## SOURCE
______

Poet
Robab Moheb
Robab Moheb
(Iran (Islamic Republic of), 1953)
© Robab Moheb
Biography
“To be or not to be, there is no difference. But being without a ‘vision’ is what I could not accept.” – Robab Moheb Robab Moheb is one of the most respected living Iranian poets. In her impressive poetical journey through seven collections, she represents poetry as an essential element of life. Robab Moheb was born in southeast Iran near the border with Iraq. After finishing secondary school, she studied sociology at the University of Teheran. In 1992, she left Iran, seeking exile in Sweden, where she lives today. In 2004 she received a Bachelor’s degree in Pedagogical Sciences from the University of Växjö and a Masters degree from the University of Stockholm.

______

[Dataset rows]
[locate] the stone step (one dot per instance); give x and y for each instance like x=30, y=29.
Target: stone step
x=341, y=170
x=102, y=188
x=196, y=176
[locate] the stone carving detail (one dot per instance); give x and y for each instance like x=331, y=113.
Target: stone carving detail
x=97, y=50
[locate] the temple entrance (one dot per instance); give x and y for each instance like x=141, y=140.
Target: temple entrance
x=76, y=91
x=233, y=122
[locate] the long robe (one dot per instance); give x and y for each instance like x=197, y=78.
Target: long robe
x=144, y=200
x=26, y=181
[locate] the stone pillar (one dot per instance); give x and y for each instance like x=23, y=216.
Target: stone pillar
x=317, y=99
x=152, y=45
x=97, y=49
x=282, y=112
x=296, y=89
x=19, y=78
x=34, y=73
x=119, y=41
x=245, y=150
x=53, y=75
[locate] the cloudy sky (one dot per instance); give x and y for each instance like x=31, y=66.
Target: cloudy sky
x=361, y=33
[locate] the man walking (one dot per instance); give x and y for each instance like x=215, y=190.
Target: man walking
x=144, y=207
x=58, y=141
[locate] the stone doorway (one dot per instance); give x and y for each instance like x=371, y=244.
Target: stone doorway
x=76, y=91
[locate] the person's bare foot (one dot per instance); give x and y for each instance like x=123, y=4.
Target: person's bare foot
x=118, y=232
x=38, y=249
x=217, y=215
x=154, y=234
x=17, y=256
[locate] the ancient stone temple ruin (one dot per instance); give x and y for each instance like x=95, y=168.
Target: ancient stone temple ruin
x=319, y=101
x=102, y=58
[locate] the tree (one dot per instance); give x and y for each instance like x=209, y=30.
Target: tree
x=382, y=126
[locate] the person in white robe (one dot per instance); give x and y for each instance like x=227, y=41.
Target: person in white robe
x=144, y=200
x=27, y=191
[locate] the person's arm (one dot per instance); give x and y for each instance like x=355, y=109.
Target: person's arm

______

Pick up the biography of the poet Robab Moheb after its last sentence and write the next part.

## IN RESPONSE
Robab Moheb’s poetry begins with very elemental and existential thought processes and evolves into a strong manifestation of selfhood. Her early minimalistic work ânâme kuchàke xodâ (god’s small beings) announces the commencement of her journey through ‘herself’: contradicting in a courageous act the dualistic perspective of the world as “good” or “bad” – as expressed in the words of the Koran – through her own view on living matter, and in particular the relationship between “woman” and “man”.
Subsequently, in her controversial masterpiece the monologues of R, Robab Moheb cast herself as the protagonist of her own works, evoking a list of terms beginning with the letter R. R is a symphony with its own rules of harmony and which pulses with the life and death of the composer herself:
take the ciphers but not the zero
take the sound but not the silence. . .
I silence by the zero and view by the sound . . .
The collection ends with a return to R’s birth. Hence, R does not end with the last page of the book; rather Robab Moheb’s journey continues, with the broader perspective articulated in her latest poetry book from the uterus of my mother to the subject of allegories, a collection that is profoundly influenced by modern Swedish poetry.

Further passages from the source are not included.